[Given request] Locate every line in the material below that contains the word "backpack", and copy each of those lines in full.

[Listed entries]
START

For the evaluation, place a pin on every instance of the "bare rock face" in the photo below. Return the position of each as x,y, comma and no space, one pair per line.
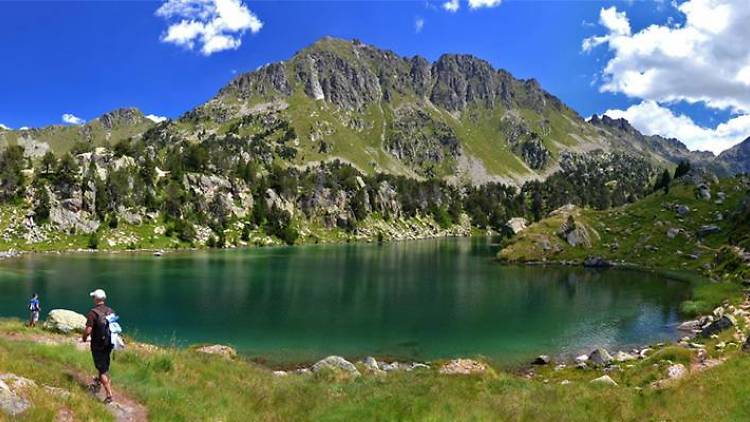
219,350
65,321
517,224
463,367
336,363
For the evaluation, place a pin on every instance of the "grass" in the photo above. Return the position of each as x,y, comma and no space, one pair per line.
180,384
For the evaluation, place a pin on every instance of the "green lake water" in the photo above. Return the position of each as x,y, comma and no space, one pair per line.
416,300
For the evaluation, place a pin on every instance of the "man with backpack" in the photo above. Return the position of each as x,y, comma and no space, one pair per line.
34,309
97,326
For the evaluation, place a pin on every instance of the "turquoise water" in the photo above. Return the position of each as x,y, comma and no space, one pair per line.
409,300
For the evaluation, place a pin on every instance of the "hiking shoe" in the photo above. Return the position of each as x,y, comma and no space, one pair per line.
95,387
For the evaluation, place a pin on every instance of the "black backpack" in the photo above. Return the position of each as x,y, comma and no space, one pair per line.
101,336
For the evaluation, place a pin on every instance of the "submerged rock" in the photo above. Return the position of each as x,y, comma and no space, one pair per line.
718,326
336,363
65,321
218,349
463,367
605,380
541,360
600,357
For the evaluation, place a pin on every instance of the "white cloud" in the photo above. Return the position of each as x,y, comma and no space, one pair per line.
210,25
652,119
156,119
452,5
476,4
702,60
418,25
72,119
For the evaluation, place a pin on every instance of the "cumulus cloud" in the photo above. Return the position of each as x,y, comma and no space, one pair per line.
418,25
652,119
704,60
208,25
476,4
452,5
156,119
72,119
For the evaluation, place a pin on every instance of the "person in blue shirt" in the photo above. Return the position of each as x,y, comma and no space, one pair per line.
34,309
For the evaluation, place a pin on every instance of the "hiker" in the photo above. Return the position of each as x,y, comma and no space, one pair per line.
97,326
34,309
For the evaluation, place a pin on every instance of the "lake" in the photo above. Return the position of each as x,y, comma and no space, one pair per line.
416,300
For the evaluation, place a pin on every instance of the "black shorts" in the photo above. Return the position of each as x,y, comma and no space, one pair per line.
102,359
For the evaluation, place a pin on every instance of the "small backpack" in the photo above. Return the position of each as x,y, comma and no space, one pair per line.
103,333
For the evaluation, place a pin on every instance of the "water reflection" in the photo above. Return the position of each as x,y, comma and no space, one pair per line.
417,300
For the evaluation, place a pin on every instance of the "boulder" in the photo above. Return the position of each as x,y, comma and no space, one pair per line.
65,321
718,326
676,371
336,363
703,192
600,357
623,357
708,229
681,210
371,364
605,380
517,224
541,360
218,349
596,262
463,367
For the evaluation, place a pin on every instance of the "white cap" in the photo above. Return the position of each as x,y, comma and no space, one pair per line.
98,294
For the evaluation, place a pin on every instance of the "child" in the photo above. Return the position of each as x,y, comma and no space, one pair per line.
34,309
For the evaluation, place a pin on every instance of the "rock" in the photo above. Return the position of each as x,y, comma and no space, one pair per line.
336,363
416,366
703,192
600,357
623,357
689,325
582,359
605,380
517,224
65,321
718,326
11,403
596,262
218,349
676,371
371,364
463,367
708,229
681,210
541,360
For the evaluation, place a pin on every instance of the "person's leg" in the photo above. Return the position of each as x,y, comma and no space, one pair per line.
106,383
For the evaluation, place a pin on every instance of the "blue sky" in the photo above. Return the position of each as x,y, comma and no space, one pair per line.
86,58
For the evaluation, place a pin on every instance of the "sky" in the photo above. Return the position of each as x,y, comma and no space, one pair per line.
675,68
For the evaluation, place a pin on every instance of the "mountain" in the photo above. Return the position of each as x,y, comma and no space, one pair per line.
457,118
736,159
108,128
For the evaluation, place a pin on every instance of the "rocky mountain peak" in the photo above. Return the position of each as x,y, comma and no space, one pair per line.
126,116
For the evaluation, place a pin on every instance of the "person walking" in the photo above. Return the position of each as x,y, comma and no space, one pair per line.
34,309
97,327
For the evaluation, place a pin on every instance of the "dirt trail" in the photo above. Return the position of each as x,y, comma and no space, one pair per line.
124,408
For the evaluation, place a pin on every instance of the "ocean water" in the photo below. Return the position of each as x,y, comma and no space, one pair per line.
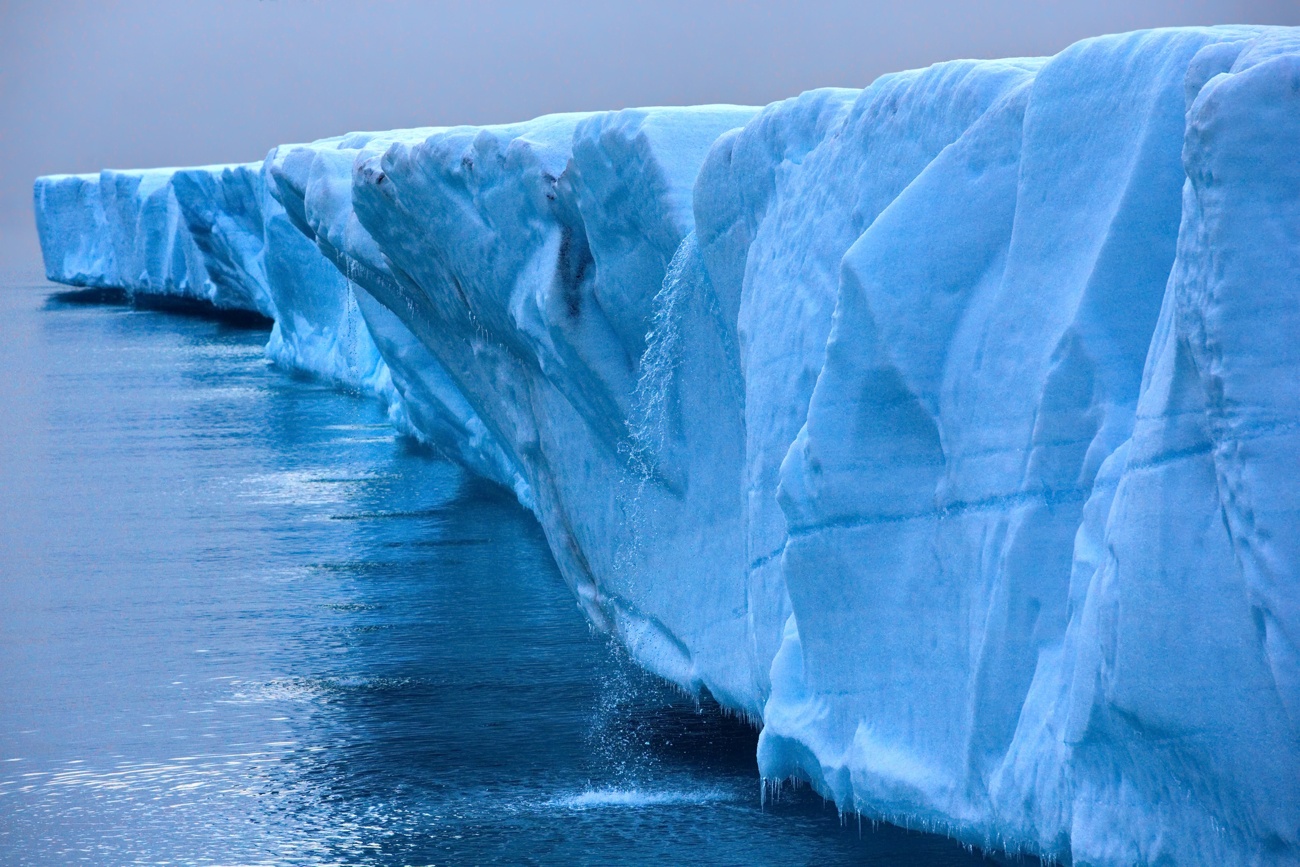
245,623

END
START

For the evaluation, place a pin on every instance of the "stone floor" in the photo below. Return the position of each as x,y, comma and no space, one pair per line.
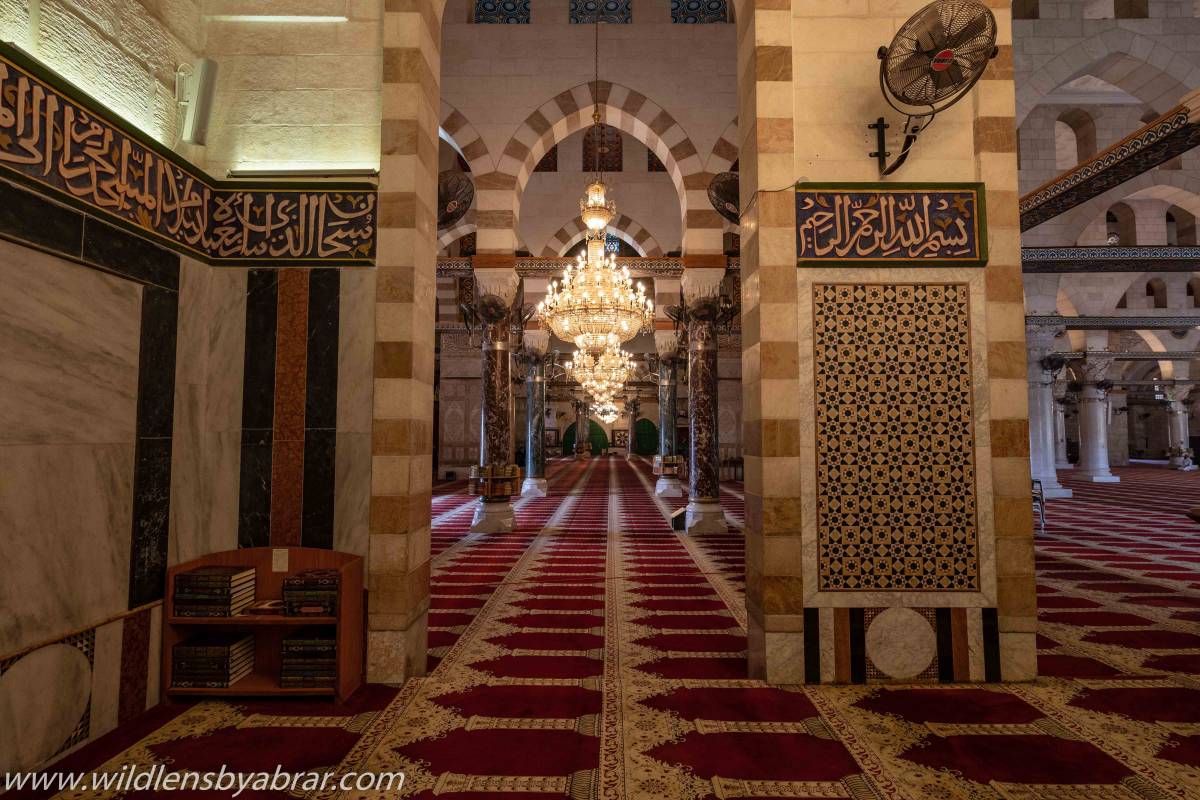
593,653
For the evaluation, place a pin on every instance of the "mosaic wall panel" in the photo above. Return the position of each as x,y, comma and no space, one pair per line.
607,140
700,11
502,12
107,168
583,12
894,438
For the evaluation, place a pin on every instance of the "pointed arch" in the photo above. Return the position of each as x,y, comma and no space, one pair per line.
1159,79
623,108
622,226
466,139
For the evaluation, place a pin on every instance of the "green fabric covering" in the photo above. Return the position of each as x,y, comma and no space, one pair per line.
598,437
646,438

END

[Expected output]
For the evaluation, place a pin on every instance of the "man with backpack" in the photo above. Return the position of each as x,y, comma and no space, one pair per line.
For the evaluation, place a pin on every instance of the "black backpack" in the photo above. Return the position of each as x,y, comma and no space, one pair per line.
For the evaluation, place a pin on every instance of the "small backpack" in the photo above. Return the position of each as x,y, comma and no space, one pair per line.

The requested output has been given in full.